- **Your assignment**
In the records, find every line with the word "tool" and copy it out.

Saved entries:
Content starts
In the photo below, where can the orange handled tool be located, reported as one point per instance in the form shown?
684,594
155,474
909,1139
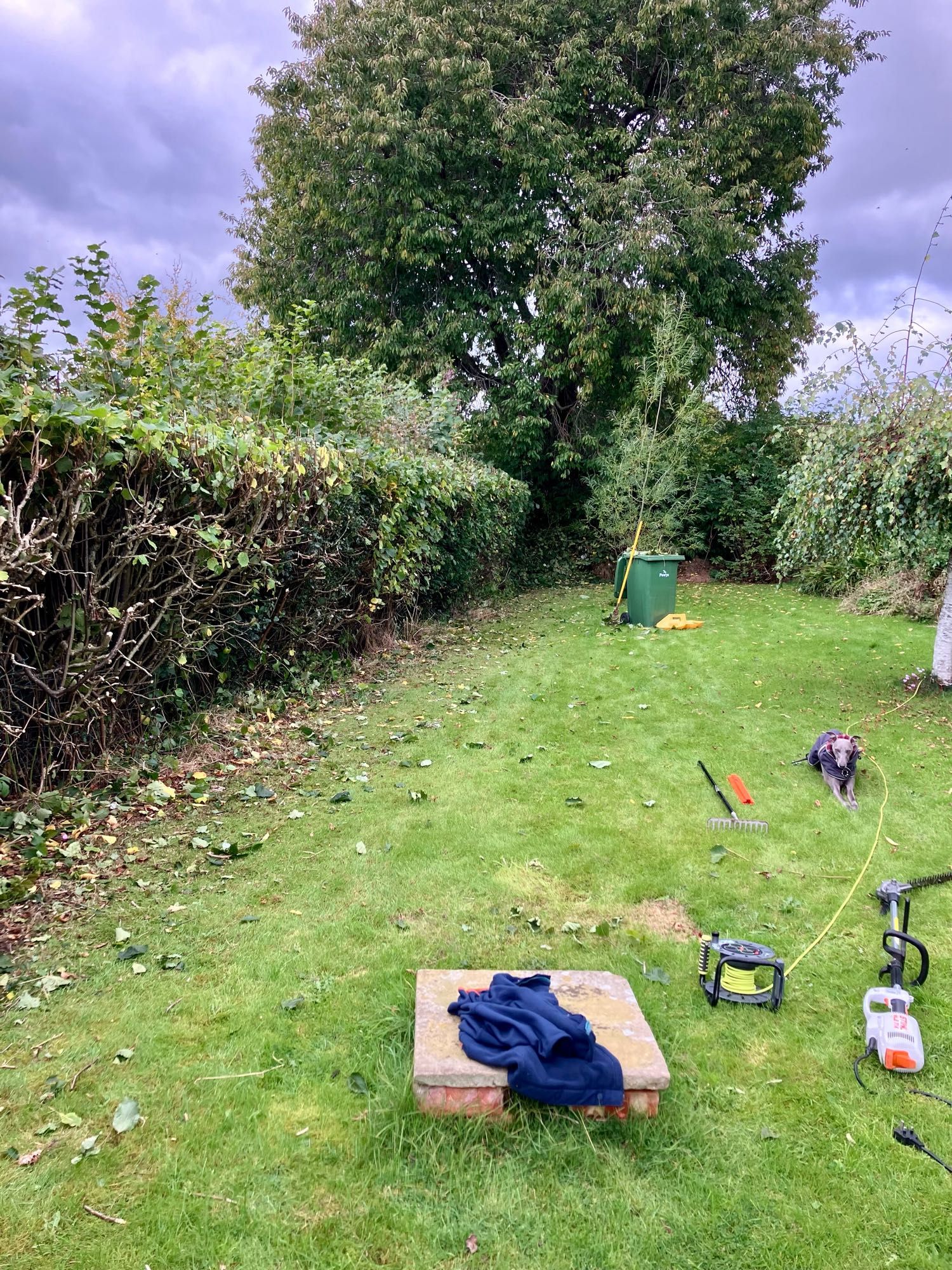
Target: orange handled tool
Content ends
Content starts
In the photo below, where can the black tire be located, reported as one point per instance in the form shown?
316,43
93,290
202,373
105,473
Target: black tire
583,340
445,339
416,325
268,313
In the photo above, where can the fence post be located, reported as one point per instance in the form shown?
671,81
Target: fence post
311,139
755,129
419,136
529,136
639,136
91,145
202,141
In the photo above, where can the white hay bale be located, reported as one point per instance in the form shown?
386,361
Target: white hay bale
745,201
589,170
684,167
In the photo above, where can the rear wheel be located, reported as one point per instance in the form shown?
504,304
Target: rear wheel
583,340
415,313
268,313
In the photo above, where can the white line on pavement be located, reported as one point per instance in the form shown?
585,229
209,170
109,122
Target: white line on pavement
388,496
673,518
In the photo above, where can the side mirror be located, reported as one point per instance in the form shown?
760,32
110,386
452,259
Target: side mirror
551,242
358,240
Content ends
- **Task solution**
In the photo below, where can the orange handled tool be located, reported as one point per instance in the form shown?
Target: orange handled tool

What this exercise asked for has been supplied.